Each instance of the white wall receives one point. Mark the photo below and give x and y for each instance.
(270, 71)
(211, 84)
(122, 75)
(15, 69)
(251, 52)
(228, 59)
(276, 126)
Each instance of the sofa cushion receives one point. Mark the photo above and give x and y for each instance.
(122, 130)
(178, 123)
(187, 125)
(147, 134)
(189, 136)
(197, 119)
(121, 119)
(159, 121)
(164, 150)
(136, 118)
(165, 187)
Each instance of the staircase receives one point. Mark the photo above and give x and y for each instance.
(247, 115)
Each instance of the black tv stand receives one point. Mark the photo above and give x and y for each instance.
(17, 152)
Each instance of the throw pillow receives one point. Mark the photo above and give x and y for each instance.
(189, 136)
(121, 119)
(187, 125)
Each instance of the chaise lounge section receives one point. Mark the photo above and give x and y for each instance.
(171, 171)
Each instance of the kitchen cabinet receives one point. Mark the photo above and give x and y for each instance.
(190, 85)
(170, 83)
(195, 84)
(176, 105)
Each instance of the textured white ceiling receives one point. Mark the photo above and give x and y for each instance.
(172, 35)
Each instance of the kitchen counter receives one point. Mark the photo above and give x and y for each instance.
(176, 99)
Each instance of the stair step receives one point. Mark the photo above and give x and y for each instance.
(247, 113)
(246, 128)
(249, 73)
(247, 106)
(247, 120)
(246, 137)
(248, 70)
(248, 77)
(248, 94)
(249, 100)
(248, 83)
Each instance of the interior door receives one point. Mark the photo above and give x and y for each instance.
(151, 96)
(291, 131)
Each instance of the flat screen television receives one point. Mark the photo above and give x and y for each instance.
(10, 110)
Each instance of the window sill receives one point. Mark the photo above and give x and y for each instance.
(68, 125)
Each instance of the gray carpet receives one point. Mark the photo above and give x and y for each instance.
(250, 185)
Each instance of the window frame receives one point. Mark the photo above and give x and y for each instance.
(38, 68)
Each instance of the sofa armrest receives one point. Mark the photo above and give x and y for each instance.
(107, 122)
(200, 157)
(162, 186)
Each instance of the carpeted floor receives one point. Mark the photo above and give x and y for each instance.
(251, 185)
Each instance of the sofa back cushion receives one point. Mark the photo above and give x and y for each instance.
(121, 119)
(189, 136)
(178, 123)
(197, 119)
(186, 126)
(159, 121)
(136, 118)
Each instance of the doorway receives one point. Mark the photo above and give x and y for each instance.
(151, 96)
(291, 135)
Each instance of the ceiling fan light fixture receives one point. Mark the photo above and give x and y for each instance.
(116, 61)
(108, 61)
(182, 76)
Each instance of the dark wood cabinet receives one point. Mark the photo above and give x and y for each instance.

- - -

Please extract the stretch of the rows above from the line containing "Each instance of the ceiling" through the end of the rows, both ends included, and reproduce it word for word.

Each instance of the ceiling fan light fixture receives one point. Mark the photo above and give x and y for each instance.
(116, 61)
(108, 61)
(182, 76)
Each instance of the dark wood cabinet receives one point. Mark the photo above and give x and y for each instance.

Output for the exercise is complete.